━━ EXCERPTED TEXT

The basic premise of scenario planning rests on the idea that you cannot predict the future, but you can prepare for it…so how do we start preparing?
Step 1: Scenario Planning Roadmap
First off, we need to have an awareness of our surroundings. Before we can develop scenarios, we must first research the drivers within our Societal, Technological, Economic, Environmental, Political and Industry context (STEEPI). Our main focus here should be on the trends and driving forces that will form a pattern of events that may happen over time.
Step 2: Generate Scenarios
- Define what decisions you are considering and when is the analysis.
- Identify the major stakeholders.
- Who has interest in the scenario?
- How might they influence the situation?
- What is the future outcome?
- Identify pre-determined elements—these are things we know for sure.
- Consider surprises and critical uncertainties.
- What could change our fundamental assumptions?
- What are the risks of being wrong?
- Construct the scenario.
- Consider scenario plausibility.
- Clearly differentiate between scenarios.
- Challenge organizational wisdom.
Step 3: Application
We then apply what we’ve learned in the last two steps by analyzing the scenarios and asking the following questions:
- What red flags did the scenario identify and how do we avoid and/or mitigate?
- Do we need to alter our strategic plan?
- How does this impact what we know?
- What opportunities have been identified?
Now that you know the steps to successful scenario planning, make sure you add this to your strategic planning toolbox. With the significant changes our industry is currently experiencing, preparing for the future will be key to your company’s ability to thrive and survive in the long run.

━━━━
━━ ENTRIES

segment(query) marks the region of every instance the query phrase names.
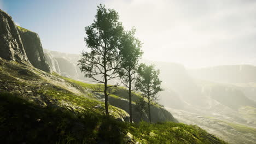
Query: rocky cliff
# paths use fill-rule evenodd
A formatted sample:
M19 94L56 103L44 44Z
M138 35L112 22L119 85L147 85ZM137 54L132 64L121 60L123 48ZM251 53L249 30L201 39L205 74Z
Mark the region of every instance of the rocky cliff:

━━━━

## TO DO
(a) Using the scenario planning text, explain why the process starts by researching drivers in the STEEPI context before any scenarios are developed.
(b) In the scenario planning text, what does the abbreviation STEEPI stand for?

## RESULTS FOR THE EXERCISE
(a) Before scenarios can be developed, the text says we must first be aware of our surroundings. Researching these drivers brings out the trends and driving forces that may form a pattern of events over time.

(b) Societal, Technological, Economic, Environmental, Political and Industry.